**Short exercise**
Can you retype the material below word for word, leaving out any pictures?

[Source records]
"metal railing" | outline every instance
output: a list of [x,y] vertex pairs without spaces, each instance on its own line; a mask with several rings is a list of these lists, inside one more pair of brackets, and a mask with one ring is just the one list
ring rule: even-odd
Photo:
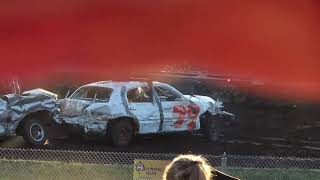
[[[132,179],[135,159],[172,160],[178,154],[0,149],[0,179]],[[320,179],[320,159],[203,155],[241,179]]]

**The result**
"metal railing" | outline every instance
output: a list of [x,y] vertex pairs without spaces, each instance on its own line; a mask with several rings is a list of these lists, inside one more pair of brackets, and a mask with one ring is just the one list
ring rule: even-odd
Photo:
[[[132,179],[135,159],[172,160],[178,154],[0,149],[0,179]],[[320,179],[320,159],[203,155],[241,179]]]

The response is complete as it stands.